WORK INSTRUCTION A:
Answer these questions using the costume story, one answer per line, marked the same way:
(i) What was the R.A. originally supposed to be?
(ii) Which costume did the husband bring out instead?
(iii) What did the R.A. holler when he bolted toward the house?
WORK INSTRUCTION B:
Decide whether each statement agrees with the costume story. Answer yes or no, and quote the words from the story that settle it.
(i) The pirate hat ended up in the school trash.
(ii) The R.A. went down the front steps without trying to go back inside.
(iii) The narrator's daughter was excited.
WORK INSTRUCTION C:
Extend the costume story, picking up right after its last sentence.

TEXT PROVIDED:
════════════════════
My daughter was so excited she was practically vibrating.  As with any special occasion, the R.A. looked bewildered yet irritated.  Originally, the R.A. was supposed to be a pirate but unfortunately his pirate hat was lost in the "Great Vomit Escapade of the Unscary Movie" event at his sister's school. By lost I mean that he threw up all over it and I didn't feel like schlepping it and a vomit covered R.A. through the parking lot so I tossed it in the school trash.  Therefore my husband dragged out last year's Thomas the Tank Engine costume.  Bemused, the R.A. permitted us to drape it over him.  When I walked him to the front door, he balked.  "Outside?  You're making me go outside -into the wild?  But it's cold and there's no black Sharpie markers out there.  There's also fresh air and you know it makes me sick."  As I walked down the front steps with him, he did try and run back into the house a couple of times.  Of course my husband decided now would be the perfect time to get some photos of the children in their costumes.  During the photo shoot I had the happy task of wrangling with the R.A.  Any time I let go of his hand he would bolt and attempt to escape into the house while hollering, "No, please!  House, please!" It was sort of like a reverse prison break.
════════════════════
INFORMATION SHOWN:
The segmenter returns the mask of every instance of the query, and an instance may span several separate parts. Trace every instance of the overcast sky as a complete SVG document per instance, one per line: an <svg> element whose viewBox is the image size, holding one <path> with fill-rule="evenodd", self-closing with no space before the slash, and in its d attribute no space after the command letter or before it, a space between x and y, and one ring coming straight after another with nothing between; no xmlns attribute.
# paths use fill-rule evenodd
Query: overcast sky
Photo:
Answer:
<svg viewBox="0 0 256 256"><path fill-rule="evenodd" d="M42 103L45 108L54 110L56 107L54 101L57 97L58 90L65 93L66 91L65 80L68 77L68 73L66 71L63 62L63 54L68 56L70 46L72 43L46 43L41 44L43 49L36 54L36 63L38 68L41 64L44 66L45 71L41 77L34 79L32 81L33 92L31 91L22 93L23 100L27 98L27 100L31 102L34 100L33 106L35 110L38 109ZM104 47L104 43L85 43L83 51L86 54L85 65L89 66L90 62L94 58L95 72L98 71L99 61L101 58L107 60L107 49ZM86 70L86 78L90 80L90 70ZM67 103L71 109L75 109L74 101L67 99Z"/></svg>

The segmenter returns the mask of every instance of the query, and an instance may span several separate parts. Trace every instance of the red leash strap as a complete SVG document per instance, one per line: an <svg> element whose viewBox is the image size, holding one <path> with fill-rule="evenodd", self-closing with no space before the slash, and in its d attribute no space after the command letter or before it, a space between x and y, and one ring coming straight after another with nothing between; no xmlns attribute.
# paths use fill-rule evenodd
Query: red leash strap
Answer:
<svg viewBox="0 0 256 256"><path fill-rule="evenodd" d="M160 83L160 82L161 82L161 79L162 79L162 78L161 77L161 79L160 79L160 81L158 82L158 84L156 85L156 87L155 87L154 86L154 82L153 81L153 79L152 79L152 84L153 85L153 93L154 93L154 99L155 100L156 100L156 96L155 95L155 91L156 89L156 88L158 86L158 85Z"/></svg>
════════════════════
EXPECTED ANSWER A:
(i) A pirate.
(ii) Last year's Thomas the Tank Engine costume.
(iii) "No, please! House, please!"

EXPECTED ANSWER B:
(i) Yes: "so I tossed it in the school trash."
(ii) No: "he did try and run back into the house a couple of times."
(iii) Yes: "My daughter was so excited she was practically vibrating."

EXPECTED ANSWER C:
Off my friend and I went with the children to trick or treat, the R.A. bitching the entire time.   It wasn't screaming or shrieking.  It was sort of like a whiny yowl or a yowling whine. "Yowl, yowl, whine, yowl, whine, whine, bitch, yowl, whine, bitch, bitch, chin, chin, caterwaul."  Loosely translated: "This is so stupid!  I can't believe you are dragging me outside in practically subzero temperatures in this ridiculous get up!  I believe this is a clear violation of the Geneva Convention!  As the Kitchen God is my witness you will be among the first vaporized when the invasion comes.  And believe you me, it's coming!"  Gamely, we soldiered on, me half dragging the R.A.  I don't think the kid paused for breath.  He consistently maintained the yowling whine the entire time.  We would walk/drag up someone's driveway, up their stairs, ring the bell, receive the candy, stumble back down the stairs, walk/drag down the driveway, and head back on the road - all accompanied by the R.A.'s Halloween soundtrack of  "Yowl, yowl, whine, yowl, whine, whine, bitch, yowl, whine, bitch, bitch, chin, chin, caterwaul."   For the neighbors that knew us I just yelled "thank you" over the yowling and shrugged as if to say, "Well, you know the R.A."  For those neighbors that didn't know us (and often stood frozen in their doorways, clasping their bowls of candy in shock) I hollered, "He has autism.  I think he's having a bit of a hard time with the whole trick or treating thing," and then I smiled sheepishly as if to say, "Kids do the darnedest things, huh?"  I did not get any smiles back.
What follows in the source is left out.